* [WORK ORDER]:
Could you copy out all of the records below exactly, leaving out every picture?

╭─ EXTRACTED MATERIAL

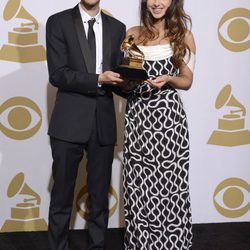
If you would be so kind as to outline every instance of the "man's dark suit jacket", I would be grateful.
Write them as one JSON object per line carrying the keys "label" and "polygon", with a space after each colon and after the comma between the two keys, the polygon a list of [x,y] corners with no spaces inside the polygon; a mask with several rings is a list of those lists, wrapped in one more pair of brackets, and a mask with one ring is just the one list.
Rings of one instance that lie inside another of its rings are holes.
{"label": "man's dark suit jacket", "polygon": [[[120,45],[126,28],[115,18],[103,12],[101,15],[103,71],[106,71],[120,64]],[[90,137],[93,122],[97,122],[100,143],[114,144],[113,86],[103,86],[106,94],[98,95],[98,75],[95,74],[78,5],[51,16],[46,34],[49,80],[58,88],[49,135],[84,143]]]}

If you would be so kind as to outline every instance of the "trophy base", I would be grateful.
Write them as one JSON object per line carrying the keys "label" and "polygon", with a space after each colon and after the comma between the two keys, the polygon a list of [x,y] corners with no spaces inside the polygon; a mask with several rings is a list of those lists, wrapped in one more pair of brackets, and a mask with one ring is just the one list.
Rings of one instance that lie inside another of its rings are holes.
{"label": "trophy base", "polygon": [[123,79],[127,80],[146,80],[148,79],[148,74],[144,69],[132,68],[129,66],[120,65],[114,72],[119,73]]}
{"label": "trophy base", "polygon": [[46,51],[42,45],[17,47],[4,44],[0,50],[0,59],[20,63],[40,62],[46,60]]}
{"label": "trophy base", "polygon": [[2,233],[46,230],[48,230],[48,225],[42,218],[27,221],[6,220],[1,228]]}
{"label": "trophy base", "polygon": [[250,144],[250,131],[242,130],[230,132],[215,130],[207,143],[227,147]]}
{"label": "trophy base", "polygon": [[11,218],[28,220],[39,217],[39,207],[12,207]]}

╰─

* [OUTPUT FOR THIS TASK]:
If you would be so kind as to outline every instance of the "man's dark suit jacket", I would be grateful.
Write them as one JSON object per line carrying the keys "label" and "polygon", with a space after each colon and after the comma between the two keys, the polygon a list of [x,y] corners with no spaces inside the polygon; a mask with several rings is a list of those lists, wrapped in one more pair of brackets, and a mask with one ring is just the one list.
Rings of one instance that lie inside another of its rings are holes.
{"label": "man's dark suit jacket", "polygon": [[[120,45],[126,28],[115,18],[103,12],[101,15],[103,71],[106,71],[120,64]],[[90,137],[93,122],[97,122],[100,143],[114,144],[113,86],[103,86],[106,94],[98,95],[98,75],[95,74],[78,5],[51,16],[46,34],[49,80],[58,88],[49,135],[84,143]]]}

If you would be so kind as to outline every instance of the "trophy base", I would be grateful.
Write them as one JSON object per line carrying the keys "label" and "polygon", with a space after each colon and after the comma between the two keys, the polygon a list of [x,y] corners with no spaces inside the polygon; a mask with several rings is a list of those lists, wrapped in one more pair of brackets, and a mask with one ring is just the one list.
Rings of one instance that lie inside another of its rings are holes.
{"label": "trophy base", "polygon": [[123,79],[127,80],[146,80],[148,79],[148,74],[144,69],[132,68],[129,66],[120,65],[114,72],[119,73]]}
{"label": "trophy base", "polygon": [[46,51],[42,45],[17,47],[4,44],[0,50],[0,59],[20,63],[40,62],[46,60]]}
{"label": "trophy base", "polygon": [[2,233],[46,230],[48,230],[48,225],[42,218],[27,221],[6,220],[1,228]]}
{"label": "trophy base", "polygon": [[250,144],[250,131],[242,130],[230,132],[215,130],[207,143],[227,147]]}
{"label": "trophy base", "polygon": [[11,218],[28,220],[39,217],[39,207],[12,207]]}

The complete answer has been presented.